- **Excerpt to read**
>> Start
Hence, one can make a case for arguing that the phrase non ex consensu ecclesiae was intended to eliminate the requirement that the consent of the bishops be obtained (ex consensu episcoporum), as in a poll; it did not intend at all to say that the Pope could speak infallibly outside the consensus of the Church. Such a “historical,” “contextual” understanding of this statement in fact opened up many more avenues of development than the former non-historical interpretation. (However, as will be discussed below, the very notion of infallibility was even more radically questioned by further historical analysis of the teaching going back to the Middle Ages.)
It should also be pointed out that just as the individual attains a greater knowledge of himself, by an ever fuller differentiation of himself from the other—and this, paradoxically, enables one to identify oneself with the other in love much more profoundly because a possible veiled egoism is thereby eliminated—so also does a community, in this instance, the Church. Theologians, often having sympathetically immersed themselves in history, are today much more deeply aware that dogmatic formularies have functioned largely as delimiting factors. Dogmatic definitions state that outside of certain areas the truth of specific mysteries of the faith is not to be found (literally, de-finis); which of the many possible understandings of the formulary is the true one the formulary itself, of course, cannot say—only the actual life of the Church can provide the key to this. One student of Catholic theology has stated this notion very well:
To use a metaphor, what a dogma does is to draw a line across an indefinitely wide expanse of possible affirmations. On the one side are the affirmations which it excludes, which, if it is well-formulated, it clearly and unambiguously says are false. On the other side, is an indefinitely large number of mutually incompatible religious meanings and theological interpretations which it admits as possibly true, but only one of which is actually true. It would be nonsense to demand of a dogma that it designate which one of its possible interpretations is the true one. It is no more possible to do this than to square a circle...
The positive theological meaning and concrete religious significance of a dogmatic formulation must be viewed as coming from outside, from the Bible the worship and the life of the Christian community, and the general cultural and intellectual context. The primary function of a dogma must therefore be to exclude error; its role, not only as a matter of historical fact but in the very nature of the case, must be primarily negative and defensive.14
b) Development of Doctrine
But perhaps most deep-going of all the changes the modern sense of history is beginning to work in the Church and its doctrine is the growing acceptance that doctrine grows or develops in a much more profound way than was previously thought. Development of doctrine is not just a making explicit, by way of logical deduction, of what was previously implicit. It certainly is not a simple, always progressive, “organic” growth as from the acorn into the oak tree—to use Newman’s image—for there have been some obvious reversals, such as in the teaching on religious freedom in the last one hundred and fifty years. Nor is it sufficient to say that the substance of the doctrine remains the same in each age, but the formulation of it can be changed and perhaps improved, as good Pope John stated in such quiet revolutionary fashion. What is demanded as the community of the Church attains a greater knowledge of itself and the other (in dialogic fashion) is not just a reformulation of the mysteries of the faith, but also a reconceptualization.
>> End
- **Challenge**
Can you repeat the passage on dogma word for word, everything from "Hence, one can" down to "the Middle Ages.)"? You won't need the data below.

- **Source data**
>> Start
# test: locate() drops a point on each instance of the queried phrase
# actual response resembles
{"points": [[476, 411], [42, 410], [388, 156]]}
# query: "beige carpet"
>> End
- **Problem solution**
Hence, one can make a case for arguing that the phrase non ex consensu ecclesiae was intended to eliminate the requirement that the consent of the bishops be obtained (ex consensu episcoporum), as in a poll; it did not intend at all to say that the Pope could speak infallibly outside the consensus of the Church. Such a “historical,” “contextual” understanding of this statement in fact opened up many more avenues of development than the former non-historical interpretation. (However, as will be discussed below, the very notion of infallibility was even more radically questioned by further historical analysis of the teaching going back to the Middle Ages.)